◆ **SOURCE PASSAGE**:
..............................
Fears for future health funding

John is concerned for health funding, despite announcements this week that were better than expected.

NHS England has announced funding allocations for commissioners – including Clinical Commissioning Groups, which pay for two thirds of NHS services – for 2014/15 and 2015/16.

Next year, funding for Barnsley and Rotherham CCGs will increase by 2%, which means it will remain flat in real terms. Other areas of the country will see an increase.

MPs had feared big cuts – £40.8m (-13.5%) in Barnsley and £20.9m (-6.8%) in Rotherham – and wrote to the Health Secretary raising their concerns and calling on him to reconsider changes to the funding formula.

The government have changed the allocation formula to favour areas with a high elderly population rather than the most disadvantaged, which works against those with higher deprivation and lower life expectancy. The MPs believe this is fundamentally unfair because it benefits areas with the healthiest people.

John Healey, former Shadow Health Secretary and MP for Wentworth & Dearne, said: “The news isn’t as bad as we feared for the next two years but I am worried for the medium and long-term.

“If the government press ahead with this unfair policy which, like so many of their decisions, benefits richer, healthier areas, we will see health inequalities widen further.
..............................
◆ **RECORDED INFORMATION**:
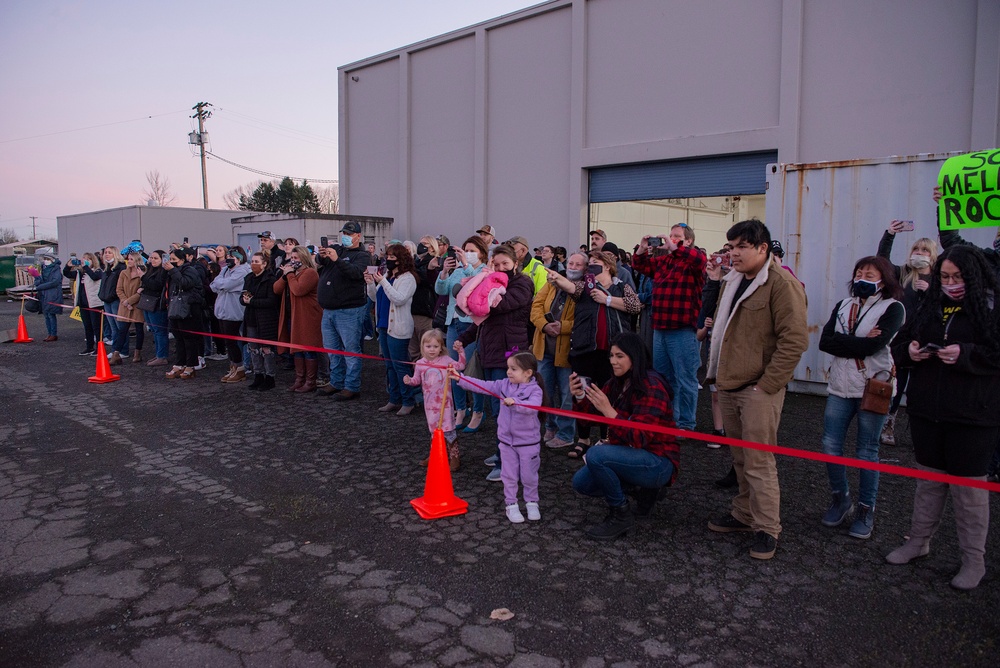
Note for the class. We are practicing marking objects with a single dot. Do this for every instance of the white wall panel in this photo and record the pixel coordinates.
..............................
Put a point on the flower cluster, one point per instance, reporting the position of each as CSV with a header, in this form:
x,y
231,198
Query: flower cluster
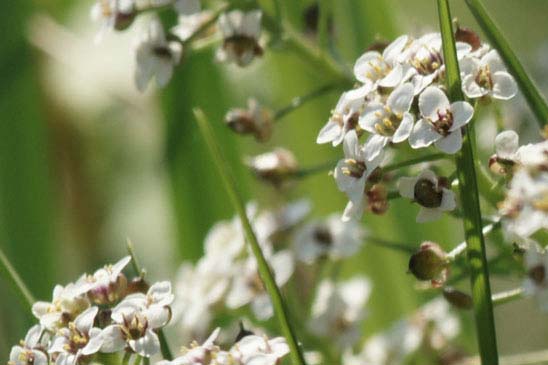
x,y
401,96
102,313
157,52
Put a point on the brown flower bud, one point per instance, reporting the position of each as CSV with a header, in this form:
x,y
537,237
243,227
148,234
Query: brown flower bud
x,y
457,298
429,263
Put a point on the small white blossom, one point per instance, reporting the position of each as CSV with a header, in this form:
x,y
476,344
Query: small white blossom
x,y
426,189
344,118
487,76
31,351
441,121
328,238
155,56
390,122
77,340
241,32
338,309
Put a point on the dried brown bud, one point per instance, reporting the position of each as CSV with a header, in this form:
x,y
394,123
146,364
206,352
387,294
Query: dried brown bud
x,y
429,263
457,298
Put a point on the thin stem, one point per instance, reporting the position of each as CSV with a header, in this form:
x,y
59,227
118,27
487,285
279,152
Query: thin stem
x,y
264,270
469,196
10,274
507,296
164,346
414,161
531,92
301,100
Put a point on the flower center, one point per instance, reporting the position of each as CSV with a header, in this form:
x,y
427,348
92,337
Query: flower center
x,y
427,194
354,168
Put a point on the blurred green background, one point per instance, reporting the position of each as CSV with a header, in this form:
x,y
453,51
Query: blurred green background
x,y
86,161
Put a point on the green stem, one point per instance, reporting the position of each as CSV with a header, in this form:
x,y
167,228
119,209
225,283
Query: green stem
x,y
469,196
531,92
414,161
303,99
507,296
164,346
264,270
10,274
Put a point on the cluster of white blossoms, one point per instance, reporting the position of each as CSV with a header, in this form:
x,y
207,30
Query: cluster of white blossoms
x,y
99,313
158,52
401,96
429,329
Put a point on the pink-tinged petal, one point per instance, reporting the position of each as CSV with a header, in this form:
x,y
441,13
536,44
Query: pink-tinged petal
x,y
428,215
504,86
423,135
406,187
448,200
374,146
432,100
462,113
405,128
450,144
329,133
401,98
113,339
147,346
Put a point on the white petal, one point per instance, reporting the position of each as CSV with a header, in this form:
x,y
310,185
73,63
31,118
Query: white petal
..............................
◆ **EXERCISES**:
1 > Extract the stretch of the health funding article from "The government have" through "inequalities widen further.".
2 > In the health funding article, by how much will funding for Barnsley and Rotherham CCGs increase next year?
3 > Please continue the health funding article from where it stops.

◆ **RESULTS OF THE TASKS**:
1 >
The government have changed the allocation formula to favour areas with a high elderly population rather than the most disadvantaged, which works against those with higher deprivation and lower life expectancy. The MPs believe this is fundamentally unfair because it benefits areas with the healthiest people.

John Healey, former Shadow Health Secretary and MP for Wentworth & Dearne, said: “The news isn’t as bad as we feared for the next two years but I am worried for the medium and long-term.

“If the government press ahead with this unfair policy which, like so many of their decisions, benefits richer, healthier areas, we will see health inequalities widen further.

2 > By 2%, which means it will remain flat in real terms.

3 >
“The government are still tightening the funding squeeze in Yorkshire and the north, and transferring money to more affluent southern areas – they’re just doing it more slowly.

“Our campaign to improve the funding picture up to 2016 has paid off but in the new year we will continue to press ministers about their unfair changes which will disadvantage South Yorkshire.”

Earlier this year, Mr Healey revealed Barnsley and Rotherham receive less than half the funding for public health that goes to posh Kensington and Chelsea – despite far higher deprivation and lower life expectancy.

Rotherham receives £53 in public health grant per person and Barnsley £58. Meanwhile in Kensington and Chelsea – where men and women are expected to live eight years longer and women nine or 10 years longer – the grant is £130 per person.